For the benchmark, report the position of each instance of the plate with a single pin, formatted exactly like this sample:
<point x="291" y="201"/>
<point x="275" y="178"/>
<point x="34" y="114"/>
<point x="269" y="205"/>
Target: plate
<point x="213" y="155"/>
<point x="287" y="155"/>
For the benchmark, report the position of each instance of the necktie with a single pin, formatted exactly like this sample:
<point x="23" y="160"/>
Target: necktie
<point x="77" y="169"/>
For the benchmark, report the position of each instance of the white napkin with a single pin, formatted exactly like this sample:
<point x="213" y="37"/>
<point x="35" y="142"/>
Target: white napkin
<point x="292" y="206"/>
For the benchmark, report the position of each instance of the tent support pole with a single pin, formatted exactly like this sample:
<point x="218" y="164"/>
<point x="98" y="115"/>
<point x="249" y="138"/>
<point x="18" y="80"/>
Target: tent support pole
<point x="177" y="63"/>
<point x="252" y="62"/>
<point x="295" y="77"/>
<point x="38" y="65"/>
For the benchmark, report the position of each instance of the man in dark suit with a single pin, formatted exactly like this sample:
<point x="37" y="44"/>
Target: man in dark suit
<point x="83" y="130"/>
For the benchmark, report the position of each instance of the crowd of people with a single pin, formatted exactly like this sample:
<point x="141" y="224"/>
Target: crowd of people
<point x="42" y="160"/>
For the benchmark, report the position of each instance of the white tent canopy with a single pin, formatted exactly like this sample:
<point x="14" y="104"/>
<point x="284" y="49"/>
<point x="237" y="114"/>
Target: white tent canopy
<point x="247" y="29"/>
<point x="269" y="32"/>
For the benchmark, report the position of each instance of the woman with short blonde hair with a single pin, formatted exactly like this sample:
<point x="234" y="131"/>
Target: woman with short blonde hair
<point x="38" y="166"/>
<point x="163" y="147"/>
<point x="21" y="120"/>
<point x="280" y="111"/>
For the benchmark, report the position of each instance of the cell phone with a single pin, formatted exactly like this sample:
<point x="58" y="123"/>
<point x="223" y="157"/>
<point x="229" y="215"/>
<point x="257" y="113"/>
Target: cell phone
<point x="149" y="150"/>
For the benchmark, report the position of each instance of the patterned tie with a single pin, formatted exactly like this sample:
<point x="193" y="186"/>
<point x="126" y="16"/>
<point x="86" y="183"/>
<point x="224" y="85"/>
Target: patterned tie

=====

Stated goal:
Every entry needs to be retyped exactly.

The completed task:
For the benchmark, report the position of each instance of the plate with a single pin, formatted exactly like this sample:
<point x="291" y="201"/>
<point x="275" y="178"/>
<point x="34" y="114"/>
<point x="269" y="205"/>
Target: plate
<point x="213" y="155"/>
<point x="287" y="155"/>
For the benchmark, report the position of each instance of the necktie with a single pin, formatted exactly like this sample:
<point x="23" y="160"/>
Target: necktie
<point x="77" y="169"/>
For the benchmark, report the position of each instance of the white napkin with a single pin, formatted exactly like this sample:
<point x="213" y="37"/>
<point x="35" y="142"/>
Target: white napkin
<point x="292" y="206"/>
For the benchmark, report the position of each instance of the tent support pole with a single pin, formatted exactly like this sample:
<point x="218" y="164"/>
<point x="98" y="115"/>
<point x="249" y="138"/>
<point x="18" y="80"/>
Target: tent support pole
<point x="177" y="63"/>
<point x="252" y="62"/>
<point x="295" y="77"/>
<point x="38" y="65"/>
For the benchmark, report the position of each instance of the man in dark suit with a single pin, formatted exactly like this sample:
<point x="37" y="44"/>
Target: man in dark suit
<point x="83" y="130"/>
For the benchmark, report the position of each instance of the crowd of people with a single pin, formatted exactly like this sample:
<point x="141" y="224"/>
Target: crowd of people
<point x="42" y="160"/>
For the benchmark, report the position of each instance of the white tent canopy with a single pin, formatted exactly like this sample:
<point x="14" y="104"/>
<point x="284" y="49"/>
<point x="237" y="114"/>
Target: white tent canopy
<point x="247" y="29"/>
<point x="269" y="32"/>
For the benchmark, report the position of each instance of the woman with short blonde hair with a single pin, formatted exactly like this sample:
<point x="234" y="131"/>
Target: woman with short blonde hair
<point x="38" y="166"/>
<point x="163" y="147"/>
<point x="21" y="120"/>
<point x="280" y="111"/>
For the benchmark, report the position of each instance of the cell phone with a single pin, formatted exactly like this sample:
<point x="58" y="123"/>
<point x="223" y="157"/>
<point x="229" y="215"/>
<point x="257" y="113"/>
Target: cell phone
<point x="149" y="150"/>
For the benchmark, report the position of each instance of the patterned tie with a single pin, formatted exactly like this sample:
<point x="193" y="186"/>
<point x="126" y="16"/>
<point x="86" y="183"/>
<point x="224" y="85"/>
Target: patterned tie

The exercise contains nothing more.